##### Supplied data #####
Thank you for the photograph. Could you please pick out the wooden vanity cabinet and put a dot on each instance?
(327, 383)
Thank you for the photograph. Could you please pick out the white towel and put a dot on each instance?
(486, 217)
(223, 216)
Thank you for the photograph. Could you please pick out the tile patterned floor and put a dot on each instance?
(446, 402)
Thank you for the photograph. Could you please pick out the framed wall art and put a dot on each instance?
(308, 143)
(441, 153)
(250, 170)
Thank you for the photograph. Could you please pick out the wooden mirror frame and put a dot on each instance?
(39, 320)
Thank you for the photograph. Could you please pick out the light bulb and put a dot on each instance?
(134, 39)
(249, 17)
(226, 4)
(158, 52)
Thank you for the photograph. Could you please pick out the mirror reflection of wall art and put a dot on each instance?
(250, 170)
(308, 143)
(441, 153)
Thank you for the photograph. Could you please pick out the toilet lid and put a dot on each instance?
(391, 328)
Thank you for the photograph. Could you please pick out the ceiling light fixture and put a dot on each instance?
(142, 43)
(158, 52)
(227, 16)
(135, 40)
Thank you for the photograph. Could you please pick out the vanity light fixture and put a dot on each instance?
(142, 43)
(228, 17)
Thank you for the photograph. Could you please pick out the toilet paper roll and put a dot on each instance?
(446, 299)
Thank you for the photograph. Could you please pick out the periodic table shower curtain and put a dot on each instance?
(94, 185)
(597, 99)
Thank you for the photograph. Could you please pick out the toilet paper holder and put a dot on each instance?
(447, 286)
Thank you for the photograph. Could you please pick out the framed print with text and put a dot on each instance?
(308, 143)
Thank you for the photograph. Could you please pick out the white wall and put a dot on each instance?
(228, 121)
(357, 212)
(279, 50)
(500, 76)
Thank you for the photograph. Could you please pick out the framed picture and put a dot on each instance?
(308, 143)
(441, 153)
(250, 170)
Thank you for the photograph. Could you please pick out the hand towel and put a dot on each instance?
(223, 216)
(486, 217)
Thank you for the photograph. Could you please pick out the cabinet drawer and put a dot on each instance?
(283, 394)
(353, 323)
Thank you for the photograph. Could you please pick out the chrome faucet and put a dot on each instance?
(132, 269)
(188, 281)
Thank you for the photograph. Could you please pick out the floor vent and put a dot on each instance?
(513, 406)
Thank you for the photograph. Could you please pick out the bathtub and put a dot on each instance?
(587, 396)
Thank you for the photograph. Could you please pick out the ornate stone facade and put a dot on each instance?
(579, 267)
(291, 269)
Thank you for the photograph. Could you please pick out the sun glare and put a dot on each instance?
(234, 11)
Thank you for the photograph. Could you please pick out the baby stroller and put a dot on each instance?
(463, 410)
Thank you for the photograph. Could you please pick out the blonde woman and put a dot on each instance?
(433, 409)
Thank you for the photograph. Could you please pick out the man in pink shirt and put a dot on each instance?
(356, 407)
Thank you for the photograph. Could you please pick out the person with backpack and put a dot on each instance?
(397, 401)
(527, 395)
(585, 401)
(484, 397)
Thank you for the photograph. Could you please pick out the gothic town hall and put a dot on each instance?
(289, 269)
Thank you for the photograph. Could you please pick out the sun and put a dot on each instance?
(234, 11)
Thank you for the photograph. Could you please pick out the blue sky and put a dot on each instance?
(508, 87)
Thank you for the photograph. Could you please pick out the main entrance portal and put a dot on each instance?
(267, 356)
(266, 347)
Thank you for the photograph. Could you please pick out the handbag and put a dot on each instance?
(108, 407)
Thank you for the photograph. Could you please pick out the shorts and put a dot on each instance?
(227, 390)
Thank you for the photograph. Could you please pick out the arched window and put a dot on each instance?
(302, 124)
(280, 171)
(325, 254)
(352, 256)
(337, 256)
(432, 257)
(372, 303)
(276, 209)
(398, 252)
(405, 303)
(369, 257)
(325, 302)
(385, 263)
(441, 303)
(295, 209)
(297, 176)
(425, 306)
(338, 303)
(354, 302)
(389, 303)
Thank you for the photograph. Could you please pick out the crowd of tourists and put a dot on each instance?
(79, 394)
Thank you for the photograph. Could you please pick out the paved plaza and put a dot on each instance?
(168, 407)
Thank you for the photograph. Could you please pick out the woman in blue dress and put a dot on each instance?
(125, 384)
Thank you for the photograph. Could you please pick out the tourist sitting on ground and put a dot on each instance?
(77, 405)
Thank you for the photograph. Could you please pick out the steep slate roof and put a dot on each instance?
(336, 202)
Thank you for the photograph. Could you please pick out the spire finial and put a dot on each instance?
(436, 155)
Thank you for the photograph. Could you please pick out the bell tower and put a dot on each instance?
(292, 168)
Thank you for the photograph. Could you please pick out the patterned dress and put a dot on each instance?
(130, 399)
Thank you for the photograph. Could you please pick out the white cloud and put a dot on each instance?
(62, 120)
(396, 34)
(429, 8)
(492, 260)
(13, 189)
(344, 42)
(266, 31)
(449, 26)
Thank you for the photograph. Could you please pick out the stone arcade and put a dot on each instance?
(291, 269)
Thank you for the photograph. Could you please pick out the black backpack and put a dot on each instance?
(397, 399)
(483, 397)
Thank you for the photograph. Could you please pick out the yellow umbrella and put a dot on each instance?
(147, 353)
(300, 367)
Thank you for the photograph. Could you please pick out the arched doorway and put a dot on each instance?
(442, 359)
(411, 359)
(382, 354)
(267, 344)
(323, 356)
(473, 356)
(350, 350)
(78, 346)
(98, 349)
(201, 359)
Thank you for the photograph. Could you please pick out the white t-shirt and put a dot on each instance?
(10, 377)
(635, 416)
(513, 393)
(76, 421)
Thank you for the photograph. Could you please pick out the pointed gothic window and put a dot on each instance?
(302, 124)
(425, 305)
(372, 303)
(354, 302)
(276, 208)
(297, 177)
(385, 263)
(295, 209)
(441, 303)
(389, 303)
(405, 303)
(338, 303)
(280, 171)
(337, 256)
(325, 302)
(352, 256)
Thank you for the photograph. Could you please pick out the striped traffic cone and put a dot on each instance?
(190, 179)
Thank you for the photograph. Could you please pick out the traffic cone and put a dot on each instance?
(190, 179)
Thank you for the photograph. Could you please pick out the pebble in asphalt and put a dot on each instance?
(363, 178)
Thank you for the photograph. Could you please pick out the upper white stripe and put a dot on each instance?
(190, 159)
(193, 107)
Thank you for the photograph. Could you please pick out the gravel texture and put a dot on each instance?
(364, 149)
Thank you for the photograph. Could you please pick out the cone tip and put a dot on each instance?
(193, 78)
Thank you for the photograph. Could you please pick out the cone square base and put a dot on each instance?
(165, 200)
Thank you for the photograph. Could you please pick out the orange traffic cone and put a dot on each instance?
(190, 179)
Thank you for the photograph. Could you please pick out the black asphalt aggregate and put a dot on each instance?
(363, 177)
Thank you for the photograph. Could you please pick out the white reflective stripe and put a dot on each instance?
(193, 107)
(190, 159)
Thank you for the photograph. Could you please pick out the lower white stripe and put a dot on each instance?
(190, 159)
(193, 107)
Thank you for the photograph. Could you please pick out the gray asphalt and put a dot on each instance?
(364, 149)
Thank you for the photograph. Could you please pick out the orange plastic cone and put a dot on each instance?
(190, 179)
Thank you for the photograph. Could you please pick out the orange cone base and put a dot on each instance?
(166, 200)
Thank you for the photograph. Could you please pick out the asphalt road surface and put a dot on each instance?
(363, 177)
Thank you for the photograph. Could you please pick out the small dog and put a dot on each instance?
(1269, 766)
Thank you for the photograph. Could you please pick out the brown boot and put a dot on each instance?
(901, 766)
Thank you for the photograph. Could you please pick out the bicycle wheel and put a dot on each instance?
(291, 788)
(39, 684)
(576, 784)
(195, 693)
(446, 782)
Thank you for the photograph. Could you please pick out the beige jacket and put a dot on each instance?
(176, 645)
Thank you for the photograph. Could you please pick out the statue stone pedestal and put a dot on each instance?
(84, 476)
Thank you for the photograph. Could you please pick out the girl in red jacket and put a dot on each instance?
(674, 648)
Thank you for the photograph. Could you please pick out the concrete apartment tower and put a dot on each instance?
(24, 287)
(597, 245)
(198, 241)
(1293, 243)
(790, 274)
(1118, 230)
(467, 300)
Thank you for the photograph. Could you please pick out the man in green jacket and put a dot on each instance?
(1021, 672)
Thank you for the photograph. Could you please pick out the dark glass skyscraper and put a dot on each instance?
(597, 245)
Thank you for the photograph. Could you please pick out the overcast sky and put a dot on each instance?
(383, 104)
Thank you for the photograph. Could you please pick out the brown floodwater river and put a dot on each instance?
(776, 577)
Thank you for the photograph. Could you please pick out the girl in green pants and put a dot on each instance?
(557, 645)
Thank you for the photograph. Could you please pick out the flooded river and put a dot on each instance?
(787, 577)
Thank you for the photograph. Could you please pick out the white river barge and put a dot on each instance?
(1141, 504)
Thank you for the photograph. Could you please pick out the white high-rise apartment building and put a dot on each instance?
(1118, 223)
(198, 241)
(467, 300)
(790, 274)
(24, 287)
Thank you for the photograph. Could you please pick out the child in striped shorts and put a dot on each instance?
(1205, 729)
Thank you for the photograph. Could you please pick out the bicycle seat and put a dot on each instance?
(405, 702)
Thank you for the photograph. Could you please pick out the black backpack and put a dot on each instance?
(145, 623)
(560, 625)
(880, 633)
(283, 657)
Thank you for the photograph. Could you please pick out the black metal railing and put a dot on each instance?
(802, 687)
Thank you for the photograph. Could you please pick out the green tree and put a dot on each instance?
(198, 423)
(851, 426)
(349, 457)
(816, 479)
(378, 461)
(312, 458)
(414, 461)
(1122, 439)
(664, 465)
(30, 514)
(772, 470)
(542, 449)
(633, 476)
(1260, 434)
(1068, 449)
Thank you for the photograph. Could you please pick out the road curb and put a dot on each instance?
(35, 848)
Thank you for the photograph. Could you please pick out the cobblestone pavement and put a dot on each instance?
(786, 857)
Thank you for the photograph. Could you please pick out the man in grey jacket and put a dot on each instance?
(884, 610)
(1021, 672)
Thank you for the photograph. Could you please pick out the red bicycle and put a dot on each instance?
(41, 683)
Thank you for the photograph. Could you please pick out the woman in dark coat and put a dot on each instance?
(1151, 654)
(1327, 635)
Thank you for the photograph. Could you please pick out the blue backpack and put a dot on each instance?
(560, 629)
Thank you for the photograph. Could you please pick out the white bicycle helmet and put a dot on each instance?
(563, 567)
#####
▸ **Task details**: Only the lines from the one containing "curb and put a dot on each instance?" through the last line of the entries above should be copied, exactly as written.

▸ **Answer to this problem**:
Thank you for the photograph. Could you please pick out the road curb and put a dot on each instance?
(35, 848)
Thank you for the photograph. Could you please pick out the cobblestone pavement and put a dot on each instance?
(786, 857)
Thank you for the photograph. Could you please pick out the man in grey jacket and put a dot on each instance?
(884, 610)
(1021, 672)
Thank you for the photograph. Could you please pick out the red bicycle and put a dot on each instance?
(41, 683)
Thank you for the photograph. Could you please pick out the woman in dark coat and put a dot on each instance?
(1151, 654)
(1327, 635)
Thank you for the photograph. Could you please pick out the blue backpack and put a dot on each instance?
(560, 629)
Thank you for the photograph. Could you please pick out the white bicycle helmet and put a dot on each instance?
(563, 567)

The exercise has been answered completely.